WORK TO COMPLETE: Count the lines in the data below that contain the string "tree" and reply with that number alone.

MATERIAL PROVIDED:

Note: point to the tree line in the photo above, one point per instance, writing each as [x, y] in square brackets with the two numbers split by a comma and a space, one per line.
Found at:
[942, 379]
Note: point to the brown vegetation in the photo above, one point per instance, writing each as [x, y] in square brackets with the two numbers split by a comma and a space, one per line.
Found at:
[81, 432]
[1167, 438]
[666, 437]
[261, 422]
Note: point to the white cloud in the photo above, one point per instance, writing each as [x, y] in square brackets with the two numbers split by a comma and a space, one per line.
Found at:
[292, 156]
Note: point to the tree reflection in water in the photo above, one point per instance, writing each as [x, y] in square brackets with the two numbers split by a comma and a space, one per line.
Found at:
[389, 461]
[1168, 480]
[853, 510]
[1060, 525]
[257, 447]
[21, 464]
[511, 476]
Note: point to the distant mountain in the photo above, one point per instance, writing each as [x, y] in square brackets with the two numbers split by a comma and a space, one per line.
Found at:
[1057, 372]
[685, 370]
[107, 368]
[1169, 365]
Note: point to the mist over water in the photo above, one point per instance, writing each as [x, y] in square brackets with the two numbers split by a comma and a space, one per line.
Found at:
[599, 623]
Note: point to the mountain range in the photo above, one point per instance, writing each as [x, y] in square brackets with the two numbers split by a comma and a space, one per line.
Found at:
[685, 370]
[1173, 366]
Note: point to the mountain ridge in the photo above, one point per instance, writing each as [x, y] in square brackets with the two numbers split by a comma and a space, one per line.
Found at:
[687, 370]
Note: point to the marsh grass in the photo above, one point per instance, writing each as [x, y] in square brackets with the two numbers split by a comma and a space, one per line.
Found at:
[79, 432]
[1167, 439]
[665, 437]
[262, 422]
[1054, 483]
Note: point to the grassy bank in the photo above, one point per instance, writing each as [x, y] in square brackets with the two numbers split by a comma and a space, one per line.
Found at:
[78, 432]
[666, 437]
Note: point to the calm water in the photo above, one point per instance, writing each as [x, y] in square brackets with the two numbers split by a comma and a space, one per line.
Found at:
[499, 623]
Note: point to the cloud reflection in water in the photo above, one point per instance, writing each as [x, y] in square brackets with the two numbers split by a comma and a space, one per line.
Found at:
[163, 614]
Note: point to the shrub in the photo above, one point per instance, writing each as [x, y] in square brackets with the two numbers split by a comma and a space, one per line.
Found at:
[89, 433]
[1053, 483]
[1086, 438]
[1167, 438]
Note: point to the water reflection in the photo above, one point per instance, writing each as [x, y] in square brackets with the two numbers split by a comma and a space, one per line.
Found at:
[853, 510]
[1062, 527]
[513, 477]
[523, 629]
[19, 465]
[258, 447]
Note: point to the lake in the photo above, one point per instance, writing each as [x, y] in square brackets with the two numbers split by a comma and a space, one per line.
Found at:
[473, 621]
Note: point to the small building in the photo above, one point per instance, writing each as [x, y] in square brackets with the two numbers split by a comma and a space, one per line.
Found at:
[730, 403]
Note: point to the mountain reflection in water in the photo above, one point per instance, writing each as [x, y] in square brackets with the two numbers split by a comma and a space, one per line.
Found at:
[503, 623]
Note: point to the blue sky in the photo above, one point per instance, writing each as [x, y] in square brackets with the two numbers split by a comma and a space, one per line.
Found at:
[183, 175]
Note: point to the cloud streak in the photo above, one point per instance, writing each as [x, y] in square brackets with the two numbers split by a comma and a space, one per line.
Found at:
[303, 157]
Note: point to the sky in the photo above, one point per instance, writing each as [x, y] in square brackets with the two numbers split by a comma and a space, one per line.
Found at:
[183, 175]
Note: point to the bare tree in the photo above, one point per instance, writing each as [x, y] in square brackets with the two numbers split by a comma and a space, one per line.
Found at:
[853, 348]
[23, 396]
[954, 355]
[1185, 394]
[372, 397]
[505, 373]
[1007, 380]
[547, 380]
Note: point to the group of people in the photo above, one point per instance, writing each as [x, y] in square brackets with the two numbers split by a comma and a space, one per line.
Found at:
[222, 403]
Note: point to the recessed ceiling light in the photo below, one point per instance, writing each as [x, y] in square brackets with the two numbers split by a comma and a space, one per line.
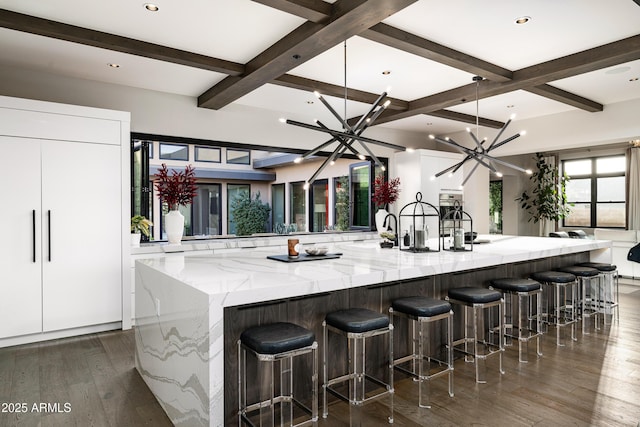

TASK RESPONSE: 3